SigIQ's early results appear to suggest that this approach is working. Launched in 2023, the company has so far built two AI agents, working with students in India who are studying for the country's notoriously difficult civil service exams, and a smaller number working towards taking the GRE tests for graduate schools in North America. More than 200,000 students have used the Indian tutor, with a further 10,000 students using the GRE agent. These students report a 30% to 40% increase in effective study hours, and a performance improvement of 18% in the first month.
Some of the individual students behind those statistics credit SigIQ with having a dramatic impact on their learning. 'The AI-powered essay review feature was a game-changer for me,' says Priya Sharma, who is currently studying for the GRE. 'It provided detailed feedback that helped me refine my writing and improve my AWA score significantly.'
SigIQ has also demonstrated the AI tutor's effectiveness by getting it to sit the Indian exams last year. In a live demonstration, the agent took seven minutes to complete the paper, achieving a better score than any student in India last year.

■ **WORK INSTRUCTIONS**
In the passage about SigIQ, copy the part starting at "Some of the" and ending at "India last year.", swapping "game-changer" for "turning point". These rows have no connection to the passage about SigIQ.

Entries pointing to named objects

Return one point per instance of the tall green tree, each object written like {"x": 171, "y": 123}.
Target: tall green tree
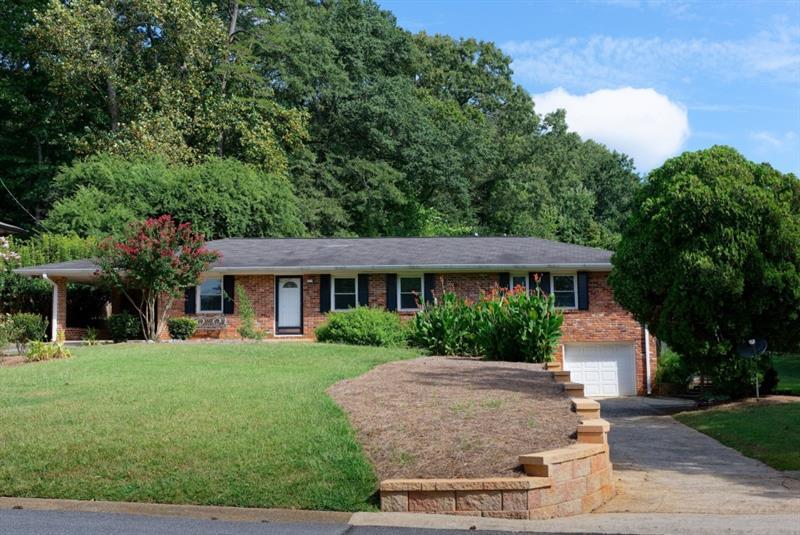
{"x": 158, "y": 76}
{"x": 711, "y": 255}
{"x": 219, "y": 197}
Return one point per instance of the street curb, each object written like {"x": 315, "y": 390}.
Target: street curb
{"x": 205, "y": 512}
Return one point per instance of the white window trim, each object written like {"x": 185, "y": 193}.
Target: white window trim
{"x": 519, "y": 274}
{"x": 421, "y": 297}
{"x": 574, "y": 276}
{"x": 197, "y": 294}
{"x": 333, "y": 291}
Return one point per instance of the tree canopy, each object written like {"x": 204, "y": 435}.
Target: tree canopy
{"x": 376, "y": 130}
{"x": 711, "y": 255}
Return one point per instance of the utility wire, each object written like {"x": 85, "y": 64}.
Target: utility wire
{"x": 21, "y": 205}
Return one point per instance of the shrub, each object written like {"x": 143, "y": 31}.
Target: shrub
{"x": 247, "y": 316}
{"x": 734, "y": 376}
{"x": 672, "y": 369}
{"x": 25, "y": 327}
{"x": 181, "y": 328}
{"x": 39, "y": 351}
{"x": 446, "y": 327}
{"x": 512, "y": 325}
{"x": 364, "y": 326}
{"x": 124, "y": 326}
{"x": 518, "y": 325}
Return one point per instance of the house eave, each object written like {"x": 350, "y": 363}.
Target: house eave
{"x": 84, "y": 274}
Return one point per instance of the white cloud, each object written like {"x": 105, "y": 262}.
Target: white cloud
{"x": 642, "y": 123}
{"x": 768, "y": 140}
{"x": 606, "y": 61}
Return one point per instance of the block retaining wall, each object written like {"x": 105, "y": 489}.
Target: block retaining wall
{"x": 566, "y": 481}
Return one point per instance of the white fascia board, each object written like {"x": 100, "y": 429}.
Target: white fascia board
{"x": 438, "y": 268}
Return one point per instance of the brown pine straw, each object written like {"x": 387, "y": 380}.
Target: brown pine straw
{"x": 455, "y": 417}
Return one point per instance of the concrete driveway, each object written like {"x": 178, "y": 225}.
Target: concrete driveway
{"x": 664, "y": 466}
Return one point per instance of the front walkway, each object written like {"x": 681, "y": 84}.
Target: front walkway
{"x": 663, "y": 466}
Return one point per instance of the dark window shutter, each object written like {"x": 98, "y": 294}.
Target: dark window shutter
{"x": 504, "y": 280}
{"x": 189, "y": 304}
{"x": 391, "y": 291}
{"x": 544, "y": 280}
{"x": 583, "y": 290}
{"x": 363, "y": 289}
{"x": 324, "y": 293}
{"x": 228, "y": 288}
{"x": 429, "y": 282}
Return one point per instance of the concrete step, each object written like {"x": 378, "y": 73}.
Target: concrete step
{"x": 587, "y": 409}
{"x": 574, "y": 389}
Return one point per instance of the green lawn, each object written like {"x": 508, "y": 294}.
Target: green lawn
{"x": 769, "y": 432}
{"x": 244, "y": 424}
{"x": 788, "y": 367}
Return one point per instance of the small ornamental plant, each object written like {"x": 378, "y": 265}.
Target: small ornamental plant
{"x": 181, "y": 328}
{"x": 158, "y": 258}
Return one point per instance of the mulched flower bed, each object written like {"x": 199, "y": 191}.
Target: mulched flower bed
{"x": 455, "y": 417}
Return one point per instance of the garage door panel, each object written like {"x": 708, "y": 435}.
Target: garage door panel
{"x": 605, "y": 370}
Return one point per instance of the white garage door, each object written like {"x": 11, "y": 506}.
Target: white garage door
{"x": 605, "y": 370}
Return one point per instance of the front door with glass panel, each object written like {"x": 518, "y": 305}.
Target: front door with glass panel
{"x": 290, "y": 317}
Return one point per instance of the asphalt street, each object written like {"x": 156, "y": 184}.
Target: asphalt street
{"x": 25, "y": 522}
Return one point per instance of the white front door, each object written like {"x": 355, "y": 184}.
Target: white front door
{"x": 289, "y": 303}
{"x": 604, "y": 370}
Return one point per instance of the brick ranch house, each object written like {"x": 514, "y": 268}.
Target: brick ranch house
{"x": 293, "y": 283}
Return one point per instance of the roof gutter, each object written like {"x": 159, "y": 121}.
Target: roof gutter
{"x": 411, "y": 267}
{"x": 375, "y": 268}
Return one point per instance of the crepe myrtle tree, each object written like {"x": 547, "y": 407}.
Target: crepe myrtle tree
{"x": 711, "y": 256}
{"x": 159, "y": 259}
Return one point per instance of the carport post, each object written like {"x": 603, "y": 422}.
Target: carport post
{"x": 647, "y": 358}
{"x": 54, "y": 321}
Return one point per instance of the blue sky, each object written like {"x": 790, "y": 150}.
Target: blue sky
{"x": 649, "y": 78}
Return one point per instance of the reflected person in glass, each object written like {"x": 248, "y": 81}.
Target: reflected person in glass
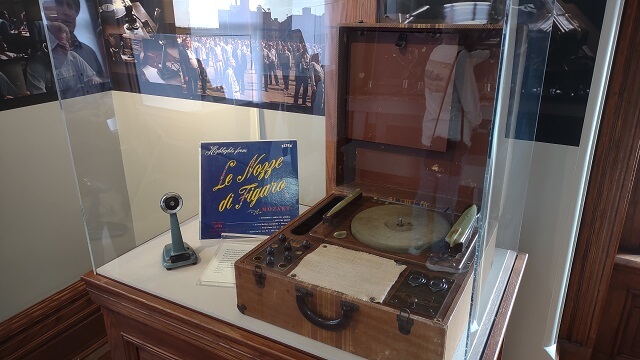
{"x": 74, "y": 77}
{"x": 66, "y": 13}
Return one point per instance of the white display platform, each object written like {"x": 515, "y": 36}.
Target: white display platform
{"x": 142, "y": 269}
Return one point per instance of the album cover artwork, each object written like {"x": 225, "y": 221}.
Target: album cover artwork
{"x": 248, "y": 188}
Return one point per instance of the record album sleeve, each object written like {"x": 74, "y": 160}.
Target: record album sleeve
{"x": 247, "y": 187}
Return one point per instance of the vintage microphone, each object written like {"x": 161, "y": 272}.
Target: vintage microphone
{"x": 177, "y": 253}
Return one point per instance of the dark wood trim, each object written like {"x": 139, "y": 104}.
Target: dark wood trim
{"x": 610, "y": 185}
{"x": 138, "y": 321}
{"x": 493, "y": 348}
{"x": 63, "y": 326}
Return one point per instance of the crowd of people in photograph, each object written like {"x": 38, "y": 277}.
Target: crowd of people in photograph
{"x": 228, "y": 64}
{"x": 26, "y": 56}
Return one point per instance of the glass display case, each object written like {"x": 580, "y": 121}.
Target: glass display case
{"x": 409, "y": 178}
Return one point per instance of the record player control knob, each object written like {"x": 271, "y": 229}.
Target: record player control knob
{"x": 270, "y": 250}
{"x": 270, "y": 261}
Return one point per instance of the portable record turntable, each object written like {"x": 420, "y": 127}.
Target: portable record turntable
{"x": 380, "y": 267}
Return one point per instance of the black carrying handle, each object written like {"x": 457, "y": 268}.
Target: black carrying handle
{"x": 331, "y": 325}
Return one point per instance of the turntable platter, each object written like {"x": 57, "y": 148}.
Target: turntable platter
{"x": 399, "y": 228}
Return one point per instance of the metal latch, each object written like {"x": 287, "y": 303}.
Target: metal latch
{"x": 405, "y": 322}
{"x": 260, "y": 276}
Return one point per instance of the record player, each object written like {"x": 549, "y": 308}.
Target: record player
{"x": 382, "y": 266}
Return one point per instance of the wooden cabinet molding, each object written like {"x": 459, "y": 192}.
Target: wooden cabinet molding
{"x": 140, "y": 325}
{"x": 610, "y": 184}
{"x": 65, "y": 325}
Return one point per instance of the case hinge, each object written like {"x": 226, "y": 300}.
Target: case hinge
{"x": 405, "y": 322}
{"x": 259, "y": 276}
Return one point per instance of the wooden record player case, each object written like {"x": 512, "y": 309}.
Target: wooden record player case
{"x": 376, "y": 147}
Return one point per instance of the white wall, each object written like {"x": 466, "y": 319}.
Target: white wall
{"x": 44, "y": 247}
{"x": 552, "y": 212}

■ **OUTPUT FOR THIS EXERCISE**
Some of the individual students behind those statistics credit SigIQ with having a dramatic impact on their learning. 'The AI-powered essay review feature was a turning point for me,' says Priya Sharma, who is currently studying for the GRE. 'It provided detailed feedback that helped me refine my writing and improve my AWA score significantly.'
SigIQ has also demonstrated the AI tutor's effectiveness by getting it to sit the Indian exams last year. In a live demonstration, the agent took seven minutes to complete the paper, achieving a better score than any student in India last year.